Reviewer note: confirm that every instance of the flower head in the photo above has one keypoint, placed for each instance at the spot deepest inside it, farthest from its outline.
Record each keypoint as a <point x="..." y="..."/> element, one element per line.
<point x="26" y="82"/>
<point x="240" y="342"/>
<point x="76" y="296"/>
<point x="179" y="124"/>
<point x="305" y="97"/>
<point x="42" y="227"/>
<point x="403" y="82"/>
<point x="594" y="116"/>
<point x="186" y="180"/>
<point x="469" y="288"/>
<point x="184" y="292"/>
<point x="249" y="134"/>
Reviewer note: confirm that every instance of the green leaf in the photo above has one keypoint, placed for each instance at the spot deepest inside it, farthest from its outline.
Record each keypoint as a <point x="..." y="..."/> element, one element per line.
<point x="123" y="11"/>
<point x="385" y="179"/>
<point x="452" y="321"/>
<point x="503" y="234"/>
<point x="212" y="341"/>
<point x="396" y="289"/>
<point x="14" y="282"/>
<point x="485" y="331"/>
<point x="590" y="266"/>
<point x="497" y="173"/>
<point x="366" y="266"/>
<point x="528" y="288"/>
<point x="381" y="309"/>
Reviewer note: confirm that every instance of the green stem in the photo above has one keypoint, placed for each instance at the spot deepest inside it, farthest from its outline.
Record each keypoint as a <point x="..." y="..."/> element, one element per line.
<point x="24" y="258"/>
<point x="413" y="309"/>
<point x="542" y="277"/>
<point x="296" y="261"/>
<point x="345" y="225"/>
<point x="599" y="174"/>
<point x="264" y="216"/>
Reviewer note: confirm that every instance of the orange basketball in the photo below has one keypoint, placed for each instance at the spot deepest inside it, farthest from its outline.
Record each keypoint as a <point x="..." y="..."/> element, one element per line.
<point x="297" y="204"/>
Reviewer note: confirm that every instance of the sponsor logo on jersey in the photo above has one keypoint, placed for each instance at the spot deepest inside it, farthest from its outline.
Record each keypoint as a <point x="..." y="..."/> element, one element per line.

* * * * * * *

▶ _REQUIRED WORK_
Reproduce the entire listing above, line for line, without altering a single character.

▶ _FINISHED TASK_
Reviewer note: confirm that every instance of the flower head in the photo above has one keypoint, placed for each instance at the spot deepest inside it, farthest from its outline.
Record each keypoint as a <point x="..." y="..."/> element, one element per line.
<point x="26" y="82"/>
<point x="240" y="342"/>
<point x="76" y="296"/>
<point x="179" y="124"/>
<point x="305" y="97"/>
<point x="42" y="227"/>
<point x="403" y="82"/>
<point x="594" y="116"/>
<point x="186" y="180"/>
<point x="469" y="288"/>
<point x="184" y="292"/>
<point x="249" y="134"/>
Reviewer note: confirm that every instance of the green leaf in the photo above has one keypoint, placed for each instance at the spot deepest inside it, farthest from its outline.
Record each keypoint as a <point x="..." y="..."/> element, one element per line.
<point x="123" y="11"/>
<point x="385" y="179"/>
<point x="452" y="321"/>
<point x="503" y="234"/>
<point x="212" y="341"/>
<point x="396" y="289"/>
<point x="14" y="282"/>
<point x="485" y="331"/>
<point x="590" y="266"/>
<point x="497" y="173"/>
<point x="366" y="266"/>
<point x="528" y="288"/>
<point x="381" y="309"/>
Reviewer note: confirm that every instance of the green stem in the photo above has one keypoint, placed for each instance at the spot deepest inside it, farthest from its outline.
Record each keypoint as a <point x="..." y="..."/> element, one element per line.
<point x="24" y="258"/>
<point x="413" y="309"/>
<point x="542" y="277"/>
<point x="296" y="261"/>
<point x="345" y="225"/>
<point x="599" y="174"/>
<point x="264" y="216"/>
Reviewer note: confirm that every instance of the orange basketball in the photo below has one keypoint, placed for each instance at the spot deepest inside it, farthest from its outline.
Record each keypoint as a <point x="..." y="..."/> element, one element per line.
<point x="297" y="204"/>
Reviewer note: confirm that every instance of the sponsor logo on jersey in the photo above has one keypoint, placed for each instance at the spot deepest inside it, farthest from its outline.
Record each keypoint as a <point x="..." y="..."/> element, one element per line.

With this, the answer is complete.